(PASSAGE SHOWN)
○ ○ ○

The simple answer is that when you are no longer working due to medical condition which you expect to last in excess of 2 months, you should file immediately. There is a “durational” component to disability claims. What that means is that in order to qualify for disability benefits, the medical problem causing you to be disabled must have lasted or must be expected to last for a time period of 12 months or more. The point here is that medical issues which cause someone to be unable to work but only for a short time (that is, less than 1 year) are not problems for which federal disability benefits can be awarded.
This often comes up when a person is injured, say a simple fracture, but the fracture is expected to heal before 12 months. Routine surgery is another example. A person who has had surgery, which is a very invasive procedure, is typically returned to their pre-surgery state of well being within less than 12 months. Another example is a severe case of the flu. Normally, this type of illness is resolved well within the 12 month period. If that matter is resolved within the 12 month period, then disability would not be awarded.
However, if the fracture results in a non-union causing an inability to weight bear; or if the surgery did not heal the illness or injury of if the flu developed into some other medical issue that did last more than 12 months, then in all of these instances the 12 month durational requirement may have been met.
If you do expect your illness, injury or surgery to cause you not to be able to do any job for a period in excess of 12 months, then you should consider filling for disability. This is true despite any remorse you may feel for not being able to work. A delay in filing may result in an inability to claim all of the back benefits to which you may be entitled.

○ ○ ○

(ACTIVITY LIST)
• a. Decide whether each statement below agrees with the text on filing for disability. Answer yes or no for each, quoting the deciding words of the text.
(i) The medical problem must have lasted, or be expected to last, 12 months or more.
(ii) A severe case of the flu is normally resolved well within the 12 month period.
(iii) Delaying the filing has no effect on the back benefits a person can claim.
• b. Copy everything in the text on filing for disability from "This often comes" down to "have been met.", renaming "fracture" as "broken bone" each time it appears.
• c. Answer these questions from the text on filing for disability.
(i) Besides a fracture and the flu, what other example is given of a problem that typically resolves within 12 months?
(ii) What result of a fracture is named as one that may meet the 12 month durational requirement?
(iii) What may a delay in filing result in?

(Point localization data)
○ ○ ○

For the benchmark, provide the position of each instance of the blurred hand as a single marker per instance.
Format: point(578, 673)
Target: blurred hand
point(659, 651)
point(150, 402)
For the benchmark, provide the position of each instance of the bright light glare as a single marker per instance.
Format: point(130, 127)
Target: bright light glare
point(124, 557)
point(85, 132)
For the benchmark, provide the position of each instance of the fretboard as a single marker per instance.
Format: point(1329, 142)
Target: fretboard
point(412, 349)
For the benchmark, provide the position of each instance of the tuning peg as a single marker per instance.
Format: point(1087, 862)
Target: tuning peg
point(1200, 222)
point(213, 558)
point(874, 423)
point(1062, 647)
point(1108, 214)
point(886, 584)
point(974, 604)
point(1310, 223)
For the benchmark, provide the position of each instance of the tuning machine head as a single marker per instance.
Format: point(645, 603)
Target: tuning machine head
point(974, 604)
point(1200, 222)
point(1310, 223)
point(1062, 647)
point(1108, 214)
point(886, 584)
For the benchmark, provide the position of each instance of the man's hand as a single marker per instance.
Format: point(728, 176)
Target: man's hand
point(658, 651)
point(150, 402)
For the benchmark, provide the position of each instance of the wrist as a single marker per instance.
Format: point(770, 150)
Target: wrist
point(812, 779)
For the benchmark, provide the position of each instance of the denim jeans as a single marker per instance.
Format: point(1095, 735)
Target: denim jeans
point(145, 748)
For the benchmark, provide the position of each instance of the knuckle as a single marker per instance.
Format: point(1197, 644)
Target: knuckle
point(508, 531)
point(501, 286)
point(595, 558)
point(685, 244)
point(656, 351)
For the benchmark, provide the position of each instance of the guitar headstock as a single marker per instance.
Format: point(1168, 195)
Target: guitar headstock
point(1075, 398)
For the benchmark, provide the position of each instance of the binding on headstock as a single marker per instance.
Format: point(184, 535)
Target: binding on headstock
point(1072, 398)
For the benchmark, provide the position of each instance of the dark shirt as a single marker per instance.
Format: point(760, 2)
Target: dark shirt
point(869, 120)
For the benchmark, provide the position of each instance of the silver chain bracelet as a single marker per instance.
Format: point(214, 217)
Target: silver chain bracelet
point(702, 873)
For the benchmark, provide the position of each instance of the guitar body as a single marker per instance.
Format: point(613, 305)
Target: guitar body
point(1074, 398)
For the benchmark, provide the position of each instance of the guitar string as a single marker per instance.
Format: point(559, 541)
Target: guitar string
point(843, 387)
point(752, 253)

○ ○ ○

(YOUR WRITTEN ANSWERS)
• a.
(i) Yes: "the medical problem causing you to be disabled must have lasted or must be expected to last for a time period of 12 months or more"
(ii) Yes: "Normally, this type of illness is resolved well within the 12 month period."
(iii) No: "A delay in filing may result in an inability to claim all of the back benefits to which you may be entitled."

• b.
This often comes up when a person is injured, say a simple broken bone, but the broken bone is expected to heal before 12 months. Routine surgery is another example. A person who has had surgery, which is a very invasive procedure, is typically returned to their pre-surgery state of well being within less than 12 months. Another example is a severe case of the flu. Normally, this type of illness is resolved well within the 12 month period. If that matter is resolved within the 12 month period, then disability would not be awarded.
However, if the broken bone results in a non-union causing an inability to weight bear; or if the surgery did not heal the illness or injury of if the flu developed into some other medical issue that did last more than 12 months, then in all of these instances the 12 month durational requirement may have been met.

• c.
(i) Routine surgery.
(ii) A non-union causing an inability to weight bear.
(iii) An inability to claim all of the back benefits to which you may be entitled.